>> Begin TEXT
There is another aspect of FPSOs that should help establish them as a strong ally to producers in development decisions. Like drilling rigs, supply boats, helicopters, consumeable providers, and other mobile assets or services offshore, FPSOs are gradually becoming a commodity. Originally, oil and gas producers purchased converted or newbuilt FPSOs and deployed them on single fields. Thought was given to later re-deployment, but not seriously and the economics did not depend on it. Gradually, the complexity of FPSOs (turrets, mooring, production trains) forced producers to re-visit both the redeployment as well as ownership issues.

In order to make the economics work, and especially when prices for conversions and newbuilt units soared over $200 million, producers had little choice but to program in re-deployment when designing the vessels. Today, FPSOs are generally insensitive to depth, so they are ideal for later use in deepwater. Just as with drilling units, secondary or later redeployment elsewhere allows producers to sell off these costly assets and lease them back. Today, a number of contractors have made a market in FPSO leasing, and most of them remained quite stable despite weak oil price conditions.
>> End TEXT
>> Begin EXTRACTED RECORDS
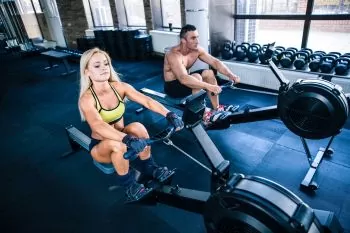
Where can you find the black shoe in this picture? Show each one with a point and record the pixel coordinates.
(137, 191)
(162, 174)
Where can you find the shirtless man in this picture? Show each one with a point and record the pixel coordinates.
(180, 83)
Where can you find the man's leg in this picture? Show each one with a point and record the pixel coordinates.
(209, 77)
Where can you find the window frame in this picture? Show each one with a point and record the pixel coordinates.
(307, 18)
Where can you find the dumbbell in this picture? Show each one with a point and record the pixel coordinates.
(241, 51)
(315, 60)
(328, 62)
(262, 57)
(287, 57)
(227, 50)
(342, 65)
(301, 59)
(253, 52)
(277, 54)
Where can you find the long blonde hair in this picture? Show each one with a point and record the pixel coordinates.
(85, 82)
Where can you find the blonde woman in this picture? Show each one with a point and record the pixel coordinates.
(101, 105)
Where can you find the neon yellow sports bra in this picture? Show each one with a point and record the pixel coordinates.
(112, 115)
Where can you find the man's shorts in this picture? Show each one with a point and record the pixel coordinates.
(177, 90)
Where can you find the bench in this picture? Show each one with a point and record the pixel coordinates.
(78, 140)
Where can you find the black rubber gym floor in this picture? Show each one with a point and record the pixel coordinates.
(41, 192)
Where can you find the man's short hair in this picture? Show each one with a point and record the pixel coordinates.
(187, 28)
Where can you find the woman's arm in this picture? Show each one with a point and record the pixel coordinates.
(97, 125)
(144, 100)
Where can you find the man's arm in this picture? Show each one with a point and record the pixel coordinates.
(218, 65)
(180, 72)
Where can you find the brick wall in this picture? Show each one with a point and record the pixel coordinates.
(73, 20)
(43, 26)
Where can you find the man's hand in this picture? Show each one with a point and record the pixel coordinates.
(215, 89)
(234, 78)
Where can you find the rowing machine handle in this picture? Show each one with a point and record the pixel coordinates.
(230, 83)
(132, 155)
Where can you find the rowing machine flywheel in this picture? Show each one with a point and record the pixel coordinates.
(254, 204)
(313, 109)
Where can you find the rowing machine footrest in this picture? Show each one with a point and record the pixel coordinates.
(106, 168)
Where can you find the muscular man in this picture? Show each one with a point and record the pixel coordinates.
(180, 83)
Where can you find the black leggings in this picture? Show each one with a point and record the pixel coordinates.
(93, 143)
(177, 90)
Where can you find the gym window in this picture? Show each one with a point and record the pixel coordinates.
(295, 23)
(135, 13)
(26, 10)
(101, 13)
(171, 13)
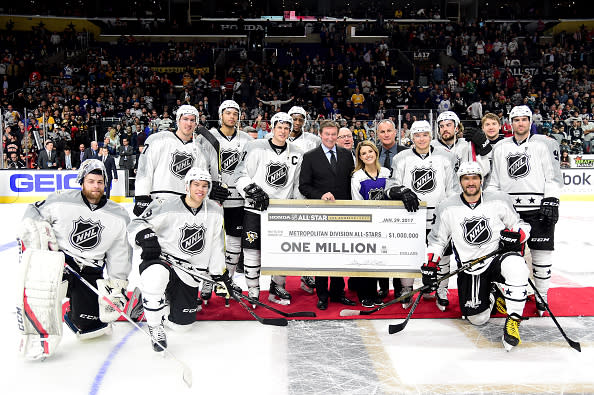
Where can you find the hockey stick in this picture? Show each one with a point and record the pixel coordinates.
(186, 372)
(466, 266)
(398, 327)
(573, 344)
(234, 295)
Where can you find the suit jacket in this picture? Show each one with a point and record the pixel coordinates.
(44, 160)
(112, 172)
(317, 176)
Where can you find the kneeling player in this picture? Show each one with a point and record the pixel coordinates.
(478, 223)
(184, 231)
(88, 232)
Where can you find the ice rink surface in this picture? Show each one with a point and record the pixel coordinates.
(431, 356)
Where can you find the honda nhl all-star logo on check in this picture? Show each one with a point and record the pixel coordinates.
(86, 234)
(476, 231)
(518, 165)
(180, 163)
(191, 239)
(423, 179)
(229, 160)
(277, 174)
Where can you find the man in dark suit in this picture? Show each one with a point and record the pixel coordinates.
(91, 152)
(326, 174)
(112, 172)
(47, 157)
(67, 160)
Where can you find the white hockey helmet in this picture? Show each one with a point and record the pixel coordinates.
(229, 104)
(94, 166)
(186, 109)
(298, 110)
(448, 115)
(521, 111)
(197, 174)
(281, 117)
(421, 126)
(467, 168)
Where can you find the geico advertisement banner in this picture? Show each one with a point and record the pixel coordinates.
(342, 238)
(578, 184)
(26, 186)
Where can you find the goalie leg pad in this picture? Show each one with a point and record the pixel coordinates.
(39, 302)
(114, 290)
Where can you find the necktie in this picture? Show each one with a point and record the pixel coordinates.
(332, 160)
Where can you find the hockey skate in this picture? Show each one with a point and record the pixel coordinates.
(406, 303)
(279, 294)
(511, 332)
(442, 301)
(308, 284)
(158, 337)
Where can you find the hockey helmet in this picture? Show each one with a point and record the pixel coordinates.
(521, 111)
(94, 166)
(197, 174)
(448, 115)
(467, 168)
(281, 117)
(420, 127)
(229, 104)
(186, 109)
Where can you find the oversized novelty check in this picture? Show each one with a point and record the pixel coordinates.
(343, 238)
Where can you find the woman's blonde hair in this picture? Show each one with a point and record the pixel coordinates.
(360, 165)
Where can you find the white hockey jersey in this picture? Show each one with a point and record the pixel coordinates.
(474, 231)
(230, 149)
(165, 161)
(188, 237)
(528, 171)
(277, 173)
(432, 178)
(95, 237)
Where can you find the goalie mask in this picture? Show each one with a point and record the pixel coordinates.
(94, 166)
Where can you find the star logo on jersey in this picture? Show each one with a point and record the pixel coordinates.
(518, 165)
(423, 179)
(229, 160)
(180, 163)
(191, 240)
(85, 234)
(277, 174)
(476, 231)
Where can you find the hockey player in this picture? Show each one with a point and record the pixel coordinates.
(89, 232)
(269, 169)
(527, 168)
(429, 172)
(478, 223)
(167, 157)
(186, 230)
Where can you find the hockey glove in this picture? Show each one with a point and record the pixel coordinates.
(220, 192)
(549, 211)
(114, 289)
(142, 202)
(147, 240)
(510, 241)
(258, 196)
(479, 140)
(429, 272)
(408, 197)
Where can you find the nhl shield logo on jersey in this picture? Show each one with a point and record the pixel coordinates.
(85, 234)
(229, 160)
(191, 240)
(181, 162)
(423, 179)
(476, 230)
(518, 165)
(277, 174)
>> End EXTRACTED RECORDS
*EXERCISE SET*.
1. In the FPSO text, what two issues did the complexity of FPSOs force producers to revisit?
2. Write a continuation of the FPSO text that picks up after its final sentence.

*WRITTEN RESPONSES*.
1. The complexity of FPSOs forced producers to revisit both redeployment and ownership.

2.
Not only are FPSOs growing into a global commodity fleet, but producers are gaining more options on deployment and lease flexibility, all of which will help large and small producers in the Gulf of Mexico pick the right vessel for their needs. Eventually, the vessels that offload the production from moored FPSOs will also become commodities, with common mooring and loading connections, so that they can receive production from any number of units. The number of discoveries in the Gulf of Mexico, and even West Africa, provide some assurance that this will happen.

What is decided in the Gulf of Mexico will not change the course of FPSO economics, just delay what would have taken place anyway. And, pipeline contractors are going to have plenty of work to do anyway, because of the increased number of fields made commercial in deepwater and ultra-deepwater by the FPSO option.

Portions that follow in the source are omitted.